**ÉNONCÉ**
Citez mot pour mot le passage du récit sur l'Hôtel Ivoire qui commence à « On fait le tour » et se termine à « bille de métal. ».

Juillet 2017. On rejoint nos contacts libyens à l’hôpital public de Bani Walid. Des activistes. Distributions pour les déplacés. Petite réhabilitation à l’hôpital. Une ONG locale, comme on dit.

On fait le tour de la chirurgie. Dans un coin, un homme noir, massacré. Un poignet gros comme le genou. Des traces de coups sur la peau, les yeux dans le vague. Il a été torturé.

Un copain à lui est resté en ville, une balle dans la jambe depuis plusieurs jours. Les Libyens nous guident vers une parcelle emmurée. Un type en djellaba blanche, portant beau, nous ouvre la porte. À l’intérieur c’est une fermette : une cour, deux latrines, quelques pièces dans un bâtiment au fond. Celle de gauche est vide. Ou presque : sur le sol, le blessé, enroulé dans une couverture. Décharné. Une balle dans la cuisse. Il est mort deux heures plus tôt. Un sac d’os et une bille de métal.

La police arrive. Le gars en djellaba blanche discute avec eux. Les flics ramassent le corps. Ils iront le déposer à la morgue de l’hôpital, déjà pleine à craquer. Dans la fermette, d’autres spectres déambulent, émaciés, hagards.

C’était mon premier contact dans les soutes de la migration. J’étais abasourdi. Pour les autres, c’était une journée ordinaire. Les activistes libyens, c’étaient les mecs d’Assalam avec qui on avait noué un partenariat. Le gars en djellaba blanche portait des dreadlocks. Rasta, qu’il s’appelait. Un Ivoirien. C’était le tenancier de cette pension très spéciale. Hôtel pour quelques immigrés, devenu refuge pour ceux qui étaient libérés par les réseaux de kidnapping. Ça vient de tout ça, le nom : « Hôtel Ivoire ».

Rasta et son ami Moussa s’occupent des relations avec les notables libyens, le proprio, les patrons qui viennent chercher de la main d’œuvre à bas prix. Ils nous demandent de l’aide, des cliniques mobiles, du filet à ombre, de la bouffe, trois fois rien. On se lance, on y retourne chaque semaine pendant des mois. Nos médecins font des consultations. Moussa leur sert d’assistant et d’interprète. Rasta contacte les trafiquants et les criminels pour leur expliquer ce qu’on fabrique là. Les copains libyens s’occupent des autorités tribales et militaires. Ils passent les messages, comme on dit. Grâce à eux nous sommes en sécurité à Bani Walid, alors que la région est plutôt dangereuse. On leur file un coup de main, ils nous sauvent la peau.

Complément d'enquête. Les migrants, victimes de torture en Libye - 9 novembre 2017 (France 2)

La dernière fois que j’ai vu Rasta, l’Hôtel Ivoire était sous les projecteurs. Louis, un journaliste de « Complément d’enquête », était en reportage. Lui et son caméraman sont restés une semaine à Bani Walid pour filmer l’Hôtel Ivoire, la morgue, le cimetière de migrants. Dans un extrait du reportage (ci-dessus), on voit l’Hôtel Ivoire, un gamin qui raconte son kidnapping à Rasta (à 1'45'').

**DONNÉES FOURNIES**
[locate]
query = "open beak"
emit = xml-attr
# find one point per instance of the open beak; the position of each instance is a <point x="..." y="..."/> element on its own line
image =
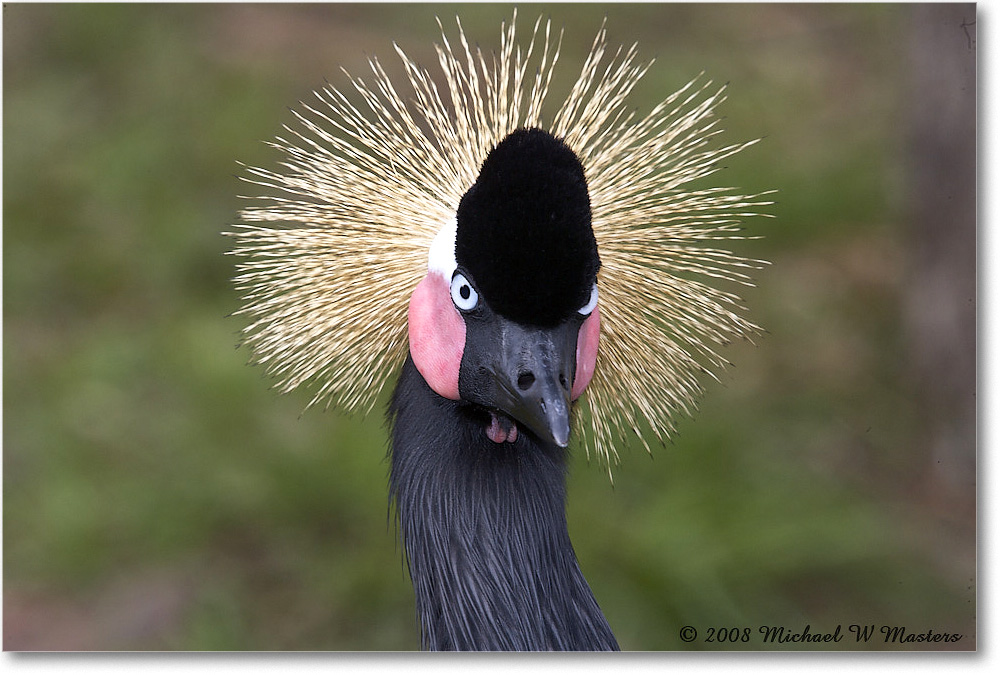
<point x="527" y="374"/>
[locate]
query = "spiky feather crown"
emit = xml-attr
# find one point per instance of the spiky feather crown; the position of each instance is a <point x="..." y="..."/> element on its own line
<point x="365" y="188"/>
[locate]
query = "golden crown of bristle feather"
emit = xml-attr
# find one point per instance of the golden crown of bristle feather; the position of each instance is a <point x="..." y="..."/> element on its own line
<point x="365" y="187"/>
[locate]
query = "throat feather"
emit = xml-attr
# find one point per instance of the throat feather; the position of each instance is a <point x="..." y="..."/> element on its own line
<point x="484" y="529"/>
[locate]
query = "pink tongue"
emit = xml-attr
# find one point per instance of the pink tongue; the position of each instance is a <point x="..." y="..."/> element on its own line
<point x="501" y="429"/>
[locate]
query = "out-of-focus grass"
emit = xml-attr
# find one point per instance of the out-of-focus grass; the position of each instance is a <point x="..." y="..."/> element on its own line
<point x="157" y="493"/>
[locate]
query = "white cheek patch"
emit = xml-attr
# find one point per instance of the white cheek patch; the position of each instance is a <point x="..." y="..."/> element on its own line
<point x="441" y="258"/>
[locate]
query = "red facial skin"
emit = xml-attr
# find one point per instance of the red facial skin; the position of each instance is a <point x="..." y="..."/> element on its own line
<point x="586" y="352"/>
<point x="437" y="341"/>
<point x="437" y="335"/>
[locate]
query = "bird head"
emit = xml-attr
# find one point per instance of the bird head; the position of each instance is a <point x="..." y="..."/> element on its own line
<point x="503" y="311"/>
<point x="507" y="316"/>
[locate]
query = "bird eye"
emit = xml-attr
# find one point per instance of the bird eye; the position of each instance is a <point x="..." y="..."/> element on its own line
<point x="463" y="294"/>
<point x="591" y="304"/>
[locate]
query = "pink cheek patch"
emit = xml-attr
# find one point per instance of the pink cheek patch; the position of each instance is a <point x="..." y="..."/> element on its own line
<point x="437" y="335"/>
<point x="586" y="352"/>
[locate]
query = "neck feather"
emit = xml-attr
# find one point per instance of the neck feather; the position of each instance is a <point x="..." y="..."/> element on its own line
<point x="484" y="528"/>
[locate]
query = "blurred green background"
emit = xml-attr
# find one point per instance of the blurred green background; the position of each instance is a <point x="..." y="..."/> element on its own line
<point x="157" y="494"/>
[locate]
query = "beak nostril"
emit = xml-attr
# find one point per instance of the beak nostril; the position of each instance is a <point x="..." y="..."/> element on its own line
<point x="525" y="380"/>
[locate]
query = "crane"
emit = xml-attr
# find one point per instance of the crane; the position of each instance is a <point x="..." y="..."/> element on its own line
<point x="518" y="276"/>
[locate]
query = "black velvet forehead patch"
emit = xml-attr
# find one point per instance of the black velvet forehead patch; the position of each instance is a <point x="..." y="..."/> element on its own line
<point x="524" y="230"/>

--

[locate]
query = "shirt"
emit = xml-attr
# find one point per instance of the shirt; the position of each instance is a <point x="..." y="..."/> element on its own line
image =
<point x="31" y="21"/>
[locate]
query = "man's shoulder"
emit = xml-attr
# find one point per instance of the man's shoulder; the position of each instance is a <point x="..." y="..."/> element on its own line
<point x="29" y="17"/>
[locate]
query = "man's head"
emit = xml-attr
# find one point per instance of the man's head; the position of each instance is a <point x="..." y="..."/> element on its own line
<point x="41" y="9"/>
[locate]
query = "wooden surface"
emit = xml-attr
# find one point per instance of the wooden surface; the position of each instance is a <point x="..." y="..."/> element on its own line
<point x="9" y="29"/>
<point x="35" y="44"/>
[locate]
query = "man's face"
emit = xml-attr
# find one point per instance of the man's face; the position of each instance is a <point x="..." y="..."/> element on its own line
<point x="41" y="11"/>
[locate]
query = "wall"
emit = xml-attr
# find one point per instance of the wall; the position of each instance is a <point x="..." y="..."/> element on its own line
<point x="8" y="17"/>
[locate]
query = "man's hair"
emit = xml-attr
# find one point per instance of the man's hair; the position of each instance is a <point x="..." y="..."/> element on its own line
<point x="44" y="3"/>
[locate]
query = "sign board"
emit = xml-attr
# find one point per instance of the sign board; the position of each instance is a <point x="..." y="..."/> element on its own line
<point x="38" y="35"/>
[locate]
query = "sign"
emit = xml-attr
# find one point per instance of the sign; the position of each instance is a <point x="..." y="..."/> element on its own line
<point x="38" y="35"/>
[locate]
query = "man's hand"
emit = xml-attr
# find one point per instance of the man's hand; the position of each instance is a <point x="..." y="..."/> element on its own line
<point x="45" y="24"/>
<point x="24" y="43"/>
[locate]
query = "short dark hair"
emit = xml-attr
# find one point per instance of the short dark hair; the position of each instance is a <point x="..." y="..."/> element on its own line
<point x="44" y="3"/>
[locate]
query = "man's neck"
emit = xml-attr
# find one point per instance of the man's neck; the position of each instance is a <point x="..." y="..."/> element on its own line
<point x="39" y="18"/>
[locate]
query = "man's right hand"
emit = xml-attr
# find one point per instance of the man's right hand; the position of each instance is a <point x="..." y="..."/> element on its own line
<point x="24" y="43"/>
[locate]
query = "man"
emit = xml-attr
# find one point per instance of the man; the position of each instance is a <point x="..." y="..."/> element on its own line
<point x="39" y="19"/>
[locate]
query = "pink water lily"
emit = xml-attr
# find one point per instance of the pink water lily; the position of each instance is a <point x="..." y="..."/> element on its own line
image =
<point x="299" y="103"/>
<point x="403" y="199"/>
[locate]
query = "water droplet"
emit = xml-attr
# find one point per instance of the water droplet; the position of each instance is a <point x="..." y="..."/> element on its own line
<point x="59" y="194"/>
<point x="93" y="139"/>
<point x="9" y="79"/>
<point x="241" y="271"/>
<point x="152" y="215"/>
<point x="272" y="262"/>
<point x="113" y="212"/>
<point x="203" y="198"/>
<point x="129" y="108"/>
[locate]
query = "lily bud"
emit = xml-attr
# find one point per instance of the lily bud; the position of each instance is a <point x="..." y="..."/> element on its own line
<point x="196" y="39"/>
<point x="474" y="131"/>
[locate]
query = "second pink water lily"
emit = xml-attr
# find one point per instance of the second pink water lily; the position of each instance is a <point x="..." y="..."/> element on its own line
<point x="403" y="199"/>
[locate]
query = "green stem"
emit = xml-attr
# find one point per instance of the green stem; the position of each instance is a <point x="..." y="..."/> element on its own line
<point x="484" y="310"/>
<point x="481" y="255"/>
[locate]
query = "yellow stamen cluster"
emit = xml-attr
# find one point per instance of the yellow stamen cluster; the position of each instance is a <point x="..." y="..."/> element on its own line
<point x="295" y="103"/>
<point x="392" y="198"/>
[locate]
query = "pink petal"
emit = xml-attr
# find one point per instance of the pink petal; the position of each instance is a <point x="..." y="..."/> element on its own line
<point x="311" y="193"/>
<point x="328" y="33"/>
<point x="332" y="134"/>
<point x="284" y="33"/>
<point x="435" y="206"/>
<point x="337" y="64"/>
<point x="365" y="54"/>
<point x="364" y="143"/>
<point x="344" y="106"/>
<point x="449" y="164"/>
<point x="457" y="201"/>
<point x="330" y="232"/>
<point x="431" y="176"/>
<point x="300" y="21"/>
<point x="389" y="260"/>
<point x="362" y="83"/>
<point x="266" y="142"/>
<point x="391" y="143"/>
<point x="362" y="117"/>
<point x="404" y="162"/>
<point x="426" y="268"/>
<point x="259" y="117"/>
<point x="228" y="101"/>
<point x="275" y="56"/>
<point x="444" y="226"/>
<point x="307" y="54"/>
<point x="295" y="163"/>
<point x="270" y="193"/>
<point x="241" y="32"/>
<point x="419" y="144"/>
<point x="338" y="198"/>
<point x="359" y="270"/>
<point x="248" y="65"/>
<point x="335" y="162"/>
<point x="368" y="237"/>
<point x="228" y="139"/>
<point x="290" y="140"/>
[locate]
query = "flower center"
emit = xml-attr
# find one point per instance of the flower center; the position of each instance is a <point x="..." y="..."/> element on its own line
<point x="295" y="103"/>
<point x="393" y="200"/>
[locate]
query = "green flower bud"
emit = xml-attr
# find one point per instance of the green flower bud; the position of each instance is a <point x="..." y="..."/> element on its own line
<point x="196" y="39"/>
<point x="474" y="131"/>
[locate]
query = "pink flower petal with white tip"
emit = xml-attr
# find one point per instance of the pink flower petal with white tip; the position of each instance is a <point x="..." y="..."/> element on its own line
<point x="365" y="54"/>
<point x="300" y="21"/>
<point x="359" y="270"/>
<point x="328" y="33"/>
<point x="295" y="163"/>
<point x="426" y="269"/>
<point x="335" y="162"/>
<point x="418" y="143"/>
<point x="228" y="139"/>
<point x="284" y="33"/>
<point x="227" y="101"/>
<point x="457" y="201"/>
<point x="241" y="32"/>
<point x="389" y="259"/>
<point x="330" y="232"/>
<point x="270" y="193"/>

**CORRIGÉ**
On fait le tour de la chirurgie. Dans un coin, un homme noir, massacré. Un poignet gros comme le genou. Des traces de coups sur la peau, les yeux dans le vague. Il a été torturé.

Un copain à lui est resté en ville, une balle dans la jambe depuis plusieurs jours. Les Libyens nous guident vers une parcelle emmurée. Un type en djellaba blanche, portant beau, nous ouvre la porte. À l’intérieur c’est une fermette : une cour, deux latrines, quelques pièces dans un bâtiment au fond. Celle de gauche est vide. Ou presque : sur le sol, le blessé, enroulé dans une couverture. Décharné. Une balle dans la cuisse. Il est mort deux heures plus tôt. Un sac d’os et une bille de métal.